Given problem: Reproduce every one of the entries below, word for word and line for line.

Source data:
================

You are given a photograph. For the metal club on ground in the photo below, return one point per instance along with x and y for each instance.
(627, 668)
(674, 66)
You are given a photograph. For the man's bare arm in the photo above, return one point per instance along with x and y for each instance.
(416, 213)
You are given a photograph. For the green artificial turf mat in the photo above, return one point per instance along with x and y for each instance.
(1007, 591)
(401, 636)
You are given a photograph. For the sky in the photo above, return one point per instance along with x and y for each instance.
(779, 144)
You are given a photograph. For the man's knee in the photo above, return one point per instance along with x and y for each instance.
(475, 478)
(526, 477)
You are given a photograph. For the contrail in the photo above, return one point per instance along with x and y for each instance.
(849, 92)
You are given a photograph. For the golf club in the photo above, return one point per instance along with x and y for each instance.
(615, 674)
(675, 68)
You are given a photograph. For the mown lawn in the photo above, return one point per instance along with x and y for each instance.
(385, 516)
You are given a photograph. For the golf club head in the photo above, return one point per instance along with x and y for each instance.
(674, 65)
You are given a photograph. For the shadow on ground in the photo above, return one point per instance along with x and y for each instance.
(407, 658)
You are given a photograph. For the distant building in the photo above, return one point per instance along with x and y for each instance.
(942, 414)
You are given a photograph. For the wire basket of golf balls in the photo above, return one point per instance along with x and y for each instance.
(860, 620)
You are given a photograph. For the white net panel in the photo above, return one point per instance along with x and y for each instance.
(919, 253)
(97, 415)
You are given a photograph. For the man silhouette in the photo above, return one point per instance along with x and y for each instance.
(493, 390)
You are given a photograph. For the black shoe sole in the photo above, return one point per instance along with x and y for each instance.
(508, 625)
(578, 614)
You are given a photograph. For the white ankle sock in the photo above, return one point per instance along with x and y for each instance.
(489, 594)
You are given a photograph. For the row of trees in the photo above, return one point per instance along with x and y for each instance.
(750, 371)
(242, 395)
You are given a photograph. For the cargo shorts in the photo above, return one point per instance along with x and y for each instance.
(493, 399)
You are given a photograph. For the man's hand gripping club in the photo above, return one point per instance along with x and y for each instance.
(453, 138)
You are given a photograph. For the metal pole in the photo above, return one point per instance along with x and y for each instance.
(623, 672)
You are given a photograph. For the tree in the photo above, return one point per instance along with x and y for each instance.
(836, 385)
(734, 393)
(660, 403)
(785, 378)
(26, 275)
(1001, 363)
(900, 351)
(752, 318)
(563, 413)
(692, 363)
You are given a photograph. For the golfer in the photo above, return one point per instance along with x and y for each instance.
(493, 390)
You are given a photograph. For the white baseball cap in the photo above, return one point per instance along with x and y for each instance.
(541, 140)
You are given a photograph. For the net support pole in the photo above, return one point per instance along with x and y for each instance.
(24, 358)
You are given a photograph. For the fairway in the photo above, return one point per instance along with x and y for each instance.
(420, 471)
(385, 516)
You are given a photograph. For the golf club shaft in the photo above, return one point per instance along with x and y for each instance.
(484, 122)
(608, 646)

================

Task answer:
You are given a photograph. For the metal club on ground in the photo below, return one point per instance along with x and y for each instance.
(627, 668)
(674, 66)
You are given a photograph. For the man's bare arm in the photo above, return one point per instance along with x and y for each instance.
(416, 213)
You are given a photograph. For the green artificial turf mat in the photo above, return one point per instance along with x and y for each instance.
(1007, 591)
(401, 636)
You are given a photograph. For the sky in the photo above, return one point per instance along with x and y for each instance.
(779, 144)
You are given a photograph. For the man's knee in the photo above, return one point per instance along with x and y for each instance.
(475, 478)
(526, 477)
You are given a photograph. For the contrail in the photo above, return one point per instance along with x and y for each instance.
(849, 92)
You are given a photograph. For the golf club in the photo above, return one point per instance along with x and y for each instance.
(615, 674)
(675, 68)
You are given a photograph. For the mown lawn in the photo above, return one point per instance along with x and y for each instance.
(385, 516)
You are given a photograph. For the golf club head in the photo above, return one point per instance along with x and y for each instance.
(674, 65)
You are given a photograph. For the shadow on ground in the photo above, return one point per instance along with x and y for each instance.
(407, 658)
You are given a photograph. For the distant building in the photo above, return one point per instance along with x and y for each instance.
(942, 414)
You are given a photograph. For the wire basket of golf balls in the photo above, return one point per instance along with x and y for each instance.
(860, 620)
You are given a photograph. For the white net panel in the photo above, return one point per instance along with x and y for each instance.
(919, 253)
(97, 415)
You are given a photograph. For the man silhouette in the photo above, return one point per instance along with x and y for each instance.
(493, 390)
You are given a photograph. For the black shoe sole in the photo above, return one point per instance along with x and y for each instance.
(508, 625)
(578, 614)
You are given a photograph. For the white ankle sock in the photo above, return one point per instance along with x and y for each instance.
(489, 594)
You are given a photograph. For the row of trees in the photo above, return one point per instance along with x and y for each instance.
(750, 371)
(242, 395)
You are given a photograph. For the cargo shorts in the photo above, return one point per instance along with x and y for each instance.
(493, 399)
You are given a photograph. For the man's hand gripping club in the photo above, return one point per instance along with x and y for each instance.
(453, 138)
You are given a photograph. For the metal pole in the photo above, return one point per instance along with x and y for each instance.
(623, 672)
You are given a photograph. For the tree in the photo above, return one point per instance along with x and y for each instance.
(836, 385)
(734, 393)
(660, 403)
(785, 378)
(26, 275)
(1001, 363)
(900, 351)
(752, 318)
(563, 413)
(692, 363)
You are given a photograph. For the golfer in the photo above, return one point per instance along with x and y for each instance.
(493, 390)
You are given a photograph. For the white baseball cap in the photo above, return one point per instance along with x and y for each instance.
(541, 140)
You are given a photograph. For the net support pole in the photo above, return one point per instance along with x and y for each instance.
(24, 358)
You are given a photograph. For the fairway in the photo above, return one point per instance along with x and y for each instance.
(420, 471)
(385, 516)
You are given a photograph. For the golf club shaft in the photo above, return one point per instance along with x and y for each instance.
(484, 122)
(608, 646)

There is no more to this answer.